(What to produce):
Give as output the line that contains "Cam-trap alert: motion was detected. Identify blonde", followed by every remaining line of the entries, unchanged and with nothing added.

━━━━

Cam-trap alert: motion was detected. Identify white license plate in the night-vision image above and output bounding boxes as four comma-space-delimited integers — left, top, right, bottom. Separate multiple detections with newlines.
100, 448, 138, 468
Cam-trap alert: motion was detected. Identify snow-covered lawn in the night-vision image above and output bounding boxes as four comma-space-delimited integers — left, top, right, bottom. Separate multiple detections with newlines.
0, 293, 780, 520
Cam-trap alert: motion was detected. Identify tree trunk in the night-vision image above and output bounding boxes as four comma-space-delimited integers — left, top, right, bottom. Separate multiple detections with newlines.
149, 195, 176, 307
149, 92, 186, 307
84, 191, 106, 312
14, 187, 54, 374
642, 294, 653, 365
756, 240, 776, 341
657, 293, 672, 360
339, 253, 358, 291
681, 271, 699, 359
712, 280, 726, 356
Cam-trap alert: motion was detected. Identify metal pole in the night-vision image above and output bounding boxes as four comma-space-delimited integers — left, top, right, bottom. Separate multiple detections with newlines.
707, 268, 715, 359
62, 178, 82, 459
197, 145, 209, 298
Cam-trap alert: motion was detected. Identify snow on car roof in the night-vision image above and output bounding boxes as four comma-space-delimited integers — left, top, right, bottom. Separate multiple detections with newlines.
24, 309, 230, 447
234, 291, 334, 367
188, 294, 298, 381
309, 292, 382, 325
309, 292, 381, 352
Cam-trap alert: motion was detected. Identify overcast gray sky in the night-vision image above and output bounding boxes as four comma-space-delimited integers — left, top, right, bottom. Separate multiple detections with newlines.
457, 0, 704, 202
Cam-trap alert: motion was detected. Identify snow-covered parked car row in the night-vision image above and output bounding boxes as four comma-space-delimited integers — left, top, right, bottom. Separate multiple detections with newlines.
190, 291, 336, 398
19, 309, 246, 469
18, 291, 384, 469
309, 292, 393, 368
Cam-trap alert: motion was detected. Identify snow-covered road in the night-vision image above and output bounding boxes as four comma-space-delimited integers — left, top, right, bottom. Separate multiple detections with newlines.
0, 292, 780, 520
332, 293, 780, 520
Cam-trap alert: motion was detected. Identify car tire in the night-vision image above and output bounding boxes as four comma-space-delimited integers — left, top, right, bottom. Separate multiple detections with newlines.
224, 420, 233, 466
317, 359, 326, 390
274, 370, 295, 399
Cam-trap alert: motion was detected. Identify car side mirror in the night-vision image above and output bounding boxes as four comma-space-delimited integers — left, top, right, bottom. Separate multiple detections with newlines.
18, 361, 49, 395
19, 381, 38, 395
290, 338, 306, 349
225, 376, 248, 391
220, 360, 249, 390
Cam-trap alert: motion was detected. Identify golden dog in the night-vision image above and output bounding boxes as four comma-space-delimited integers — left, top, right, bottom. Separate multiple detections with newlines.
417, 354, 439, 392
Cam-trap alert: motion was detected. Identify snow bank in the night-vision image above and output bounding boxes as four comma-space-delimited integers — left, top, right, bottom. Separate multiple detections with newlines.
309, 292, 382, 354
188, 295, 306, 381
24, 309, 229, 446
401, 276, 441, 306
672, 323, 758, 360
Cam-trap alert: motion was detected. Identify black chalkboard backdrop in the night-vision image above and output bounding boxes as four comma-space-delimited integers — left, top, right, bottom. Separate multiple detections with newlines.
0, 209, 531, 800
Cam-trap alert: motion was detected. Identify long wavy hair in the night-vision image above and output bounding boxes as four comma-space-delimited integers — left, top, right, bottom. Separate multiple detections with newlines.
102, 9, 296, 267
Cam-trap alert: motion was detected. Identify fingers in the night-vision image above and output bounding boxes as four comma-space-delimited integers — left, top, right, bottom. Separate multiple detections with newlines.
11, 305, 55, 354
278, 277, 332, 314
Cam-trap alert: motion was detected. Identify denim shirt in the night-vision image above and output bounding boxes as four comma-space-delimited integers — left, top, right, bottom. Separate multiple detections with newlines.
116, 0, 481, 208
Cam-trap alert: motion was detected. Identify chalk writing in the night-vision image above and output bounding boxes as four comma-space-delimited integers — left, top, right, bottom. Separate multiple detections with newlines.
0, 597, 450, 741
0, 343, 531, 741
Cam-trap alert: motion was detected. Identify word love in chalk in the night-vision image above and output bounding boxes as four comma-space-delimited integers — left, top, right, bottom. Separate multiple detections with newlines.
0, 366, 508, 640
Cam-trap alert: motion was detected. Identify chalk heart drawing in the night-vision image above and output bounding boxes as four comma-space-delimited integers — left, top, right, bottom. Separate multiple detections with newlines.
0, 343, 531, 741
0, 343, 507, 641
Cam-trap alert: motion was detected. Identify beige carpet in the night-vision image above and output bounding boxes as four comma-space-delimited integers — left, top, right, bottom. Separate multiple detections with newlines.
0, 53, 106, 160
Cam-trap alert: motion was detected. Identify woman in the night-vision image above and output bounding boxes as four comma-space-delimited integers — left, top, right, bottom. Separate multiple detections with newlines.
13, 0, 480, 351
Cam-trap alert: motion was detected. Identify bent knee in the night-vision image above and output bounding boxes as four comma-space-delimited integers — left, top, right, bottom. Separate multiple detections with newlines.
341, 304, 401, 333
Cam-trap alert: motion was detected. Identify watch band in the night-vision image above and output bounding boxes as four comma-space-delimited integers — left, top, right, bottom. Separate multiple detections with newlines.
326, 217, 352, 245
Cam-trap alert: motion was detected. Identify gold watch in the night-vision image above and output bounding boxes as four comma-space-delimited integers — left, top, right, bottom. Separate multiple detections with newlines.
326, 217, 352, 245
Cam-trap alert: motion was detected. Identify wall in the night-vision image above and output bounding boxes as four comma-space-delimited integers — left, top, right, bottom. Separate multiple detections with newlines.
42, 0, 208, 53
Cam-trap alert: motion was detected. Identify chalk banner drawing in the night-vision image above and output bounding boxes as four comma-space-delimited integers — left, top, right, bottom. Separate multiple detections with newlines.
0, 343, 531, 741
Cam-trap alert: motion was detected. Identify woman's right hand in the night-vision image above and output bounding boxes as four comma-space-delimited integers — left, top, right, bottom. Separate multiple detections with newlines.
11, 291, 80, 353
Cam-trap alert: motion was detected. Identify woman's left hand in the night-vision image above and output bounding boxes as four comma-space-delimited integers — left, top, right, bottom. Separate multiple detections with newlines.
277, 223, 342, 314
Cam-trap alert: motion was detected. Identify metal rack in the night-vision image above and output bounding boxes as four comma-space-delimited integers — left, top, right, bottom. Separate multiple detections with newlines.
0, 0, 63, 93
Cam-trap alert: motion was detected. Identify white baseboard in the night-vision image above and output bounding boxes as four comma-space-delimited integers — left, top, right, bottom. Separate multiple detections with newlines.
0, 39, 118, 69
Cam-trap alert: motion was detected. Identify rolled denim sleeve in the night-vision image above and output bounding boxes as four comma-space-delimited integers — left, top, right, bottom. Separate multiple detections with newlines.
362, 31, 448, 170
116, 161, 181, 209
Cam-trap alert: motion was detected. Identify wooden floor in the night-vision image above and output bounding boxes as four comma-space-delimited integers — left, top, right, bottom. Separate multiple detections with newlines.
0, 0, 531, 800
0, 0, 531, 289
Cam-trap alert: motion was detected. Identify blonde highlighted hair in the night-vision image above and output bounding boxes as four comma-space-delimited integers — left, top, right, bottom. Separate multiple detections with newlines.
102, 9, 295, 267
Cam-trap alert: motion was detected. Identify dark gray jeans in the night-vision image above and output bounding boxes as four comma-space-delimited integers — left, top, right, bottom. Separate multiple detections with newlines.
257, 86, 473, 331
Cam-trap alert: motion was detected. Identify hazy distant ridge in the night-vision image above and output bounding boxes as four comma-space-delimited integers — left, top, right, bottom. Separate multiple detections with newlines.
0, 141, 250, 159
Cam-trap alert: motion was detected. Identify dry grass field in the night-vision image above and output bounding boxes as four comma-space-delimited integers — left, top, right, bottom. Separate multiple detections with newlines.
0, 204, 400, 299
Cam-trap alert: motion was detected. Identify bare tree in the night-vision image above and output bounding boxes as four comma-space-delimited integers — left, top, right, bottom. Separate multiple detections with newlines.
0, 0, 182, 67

━━━━

(Task output):
Cam-trap alert: motion was detected. Identify blonde highlighted hair in the night-vision image above and output bounding boxes as four comma-space-delimited integers — left, top, right, bottom. Separate multiple detections with newlines.
102, 9, 295, 267
Cam-trap alert: motion was detected. Identify dark gray jeans in the night-vision image above and output bounding boxes as four comma-space-delimited integers — left, top, right, bottom. Separate multiple detections with newlines.
257, 86, 473, 331
Cam-trap alert: motion was detected. Identify hazy distant ridge in the night-vision image above and output bounding boxes as four comma-space-delimited integers — left, top, right, bottom. Separate multiple detections with newlines.
0, 141, 250, 159
Cam-trap alert: motion was detected. Identify dry grass field in the night-vision image above and output bounding boxes as four comma-space-delimited integers — left, top, right, bottom. Separate multiple detections with newlines.
0, 204, 400, 299
Cam-trap alert: motion was detected. Identify bare tree in the night-vision image above and output bounding boxes as four comma-space-delimited integers — left, top, right, bottom. Separate multiple detections with newlines.
0, 0, 182, 67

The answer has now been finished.